Explore the material:
[1] In the text on coping with grief, rewrite the paragraph starting "In an email, Adams wrote" as a short bulleted list that keeps its main facts.
[2] According to the text on coping with grief, in which city is the Center for Mindful Psychotherapy?

┌─ Text passage

How To Cope With Grief

How To Cope With Grief

Many wonder how to talk to someone who is going through a loss, how best to be supportive, and how to properly offer condolences. But when grief hits you, it isn’t only painful, it’s extremely difficult to navigate through a range of new emotions.

Lifehacker spoke with Emily Adams, an Associate Marriage and Family Therapist with the Center for Mindful Psychotherapy in San Francisco, who often works with people who are grieving.

In an email, Adams wrote that it’s important to remember that grief isn’t just something that happens in conjunction with a death: We experience it when a relationship ends, when we lose a job, or even when a dream fades, “such as a life that didn’t happen or won’t happen”.

“I have seen immense grief come up as clients acknowledge that which was lacking in their childhood or that which may never happen in their future,” she says.

Whatever it is you’re mourning, here’s some advice for how to survive it.

The Process Isn’t Linear

It’s a well-known trope that grief has five stages: Denial, anger, bargaining, depression and, finally, acceptance. So, it might be confusing to find that you’re angry one day, accepting another, and then backsliding into bargaining again. But Adams writes that this is normal:

In my experience people who are grieving bounce around from one stage to the next and not always in any particular order. It is common that the grief process begins with denial and anger, but these experiences will come up much later in the grief process as well. Sometimes depression and acceptance show up first and anger is much later to rise.

In her opinion, the grieving process begins when we acknowledge an impending loss, or one that has just happened. It’s not quite the same as acceptance, but admitting you’ve lost something is the start of really letting it go.

└─
┌─ Stored data

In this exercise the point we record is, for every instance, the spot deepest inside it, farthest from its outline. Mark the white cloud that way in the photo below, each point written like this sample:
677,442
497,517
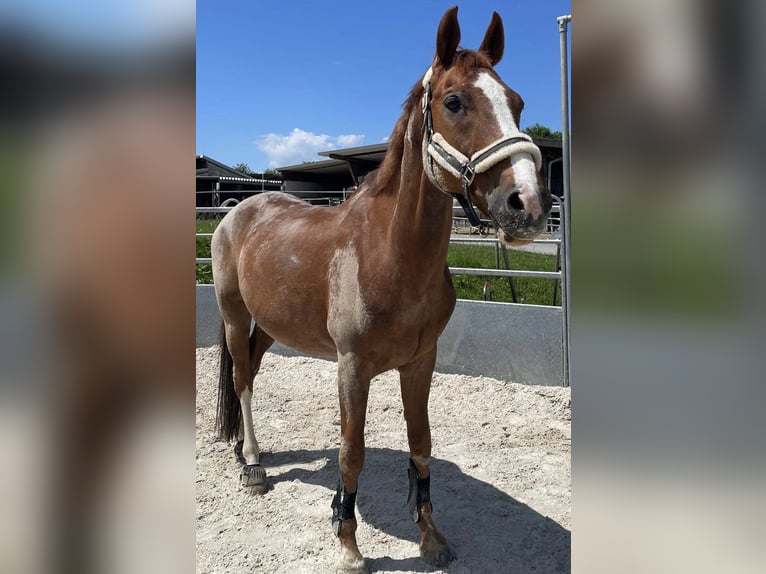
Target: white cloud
299,146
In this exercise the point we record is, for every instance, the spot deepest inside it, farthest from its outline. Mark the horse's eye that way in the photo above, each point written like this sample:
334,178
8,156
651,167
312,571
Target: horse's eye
453,103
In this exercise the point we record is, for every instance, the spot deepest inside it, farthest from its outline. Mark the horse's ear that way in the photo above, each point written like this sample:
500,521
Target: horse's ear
448,37
494,40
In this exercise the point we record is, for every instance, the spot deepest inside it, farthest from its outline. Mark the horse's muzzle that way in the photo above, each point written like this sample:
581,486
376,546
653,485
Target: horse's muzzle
520,212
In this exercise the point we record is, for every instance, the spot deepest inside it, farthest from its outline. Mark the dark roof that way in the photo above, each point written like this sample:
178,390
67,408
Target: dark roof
209,168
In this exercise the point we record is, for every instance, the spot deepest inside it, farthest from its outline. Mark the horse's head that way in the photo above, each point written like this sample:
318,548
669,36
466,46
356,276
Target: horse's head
473,147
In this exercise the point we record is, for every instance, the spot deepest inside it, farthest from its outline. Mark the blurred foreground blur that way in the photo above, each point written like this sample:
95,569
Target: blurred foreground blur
667,288
96,288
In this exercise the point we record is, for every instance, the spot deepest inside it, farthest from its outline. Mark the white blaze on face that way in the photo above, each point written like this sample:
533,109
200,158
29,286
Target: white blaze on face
524,171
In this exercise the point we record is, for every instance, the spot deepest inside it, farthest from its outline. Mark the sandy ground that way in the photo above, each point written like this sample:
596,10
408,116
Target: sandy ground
500,476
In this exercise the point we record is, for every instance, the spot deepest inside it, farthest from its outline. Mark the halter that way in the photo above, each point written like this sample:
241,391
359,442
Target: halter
458,164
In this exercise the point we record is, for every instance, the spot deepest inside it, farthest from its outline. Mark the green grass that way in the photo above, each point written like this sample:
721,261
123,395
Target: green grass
533,291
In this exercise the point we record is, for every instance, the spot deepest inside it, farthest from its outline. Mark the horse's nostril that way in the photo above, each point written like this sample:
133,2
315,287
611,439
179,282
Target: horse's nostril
515,202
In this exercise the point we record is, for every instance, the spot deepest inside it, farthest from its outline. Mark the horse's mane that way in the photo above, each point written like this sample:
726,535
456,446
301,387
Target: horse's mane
378,180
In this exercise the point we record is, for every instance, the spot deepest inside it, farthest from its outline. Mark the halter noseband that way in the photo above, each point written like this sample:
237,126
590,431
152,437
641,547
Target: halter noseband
462,167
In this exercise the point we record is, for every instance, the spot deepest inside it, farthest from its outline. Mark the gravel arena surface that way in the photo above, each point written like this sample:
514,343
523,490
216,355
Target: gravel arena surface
500,473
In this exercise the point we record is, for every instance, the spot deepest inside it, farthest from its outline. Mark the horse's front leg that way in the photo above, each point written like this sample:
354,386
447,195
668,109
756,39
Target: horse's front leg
415,380
353,390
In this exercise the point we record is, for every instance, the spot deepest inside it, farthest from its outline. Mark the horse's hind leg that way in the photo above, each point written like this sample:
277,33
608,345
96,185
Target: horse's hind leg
236,390
353,390
260,342
415,380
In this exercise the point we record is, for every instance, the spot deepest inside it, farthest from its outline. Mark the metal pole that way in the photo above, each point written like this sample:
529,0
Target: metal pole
563,22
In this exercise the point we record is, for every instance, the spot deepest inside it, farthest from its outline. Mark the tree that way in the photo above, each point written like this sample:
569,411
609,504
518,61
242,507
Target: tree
539,131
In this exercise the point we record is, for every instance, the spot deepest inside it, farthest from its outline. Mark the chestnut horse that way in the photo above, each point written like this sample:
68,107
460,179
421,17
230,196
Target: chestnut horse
367,281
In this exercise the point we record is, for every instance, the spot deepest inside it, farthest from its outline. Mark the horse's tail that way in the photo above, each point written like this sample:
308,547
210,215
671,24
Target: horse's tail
229,409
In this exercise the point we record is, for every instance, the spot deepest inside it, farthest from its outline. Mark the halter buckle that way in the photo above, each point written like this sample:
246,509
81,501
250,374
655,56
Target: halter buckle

└─

Results for each task:
[1]
- Adams wrote in an email that grief doesn't only come with a death.
- People also grieve when a relationship ends or when they lose a job.
- Grief can even come when a dream fades, "such as a life that didn't happen or won't happen".

[2] San Francisco.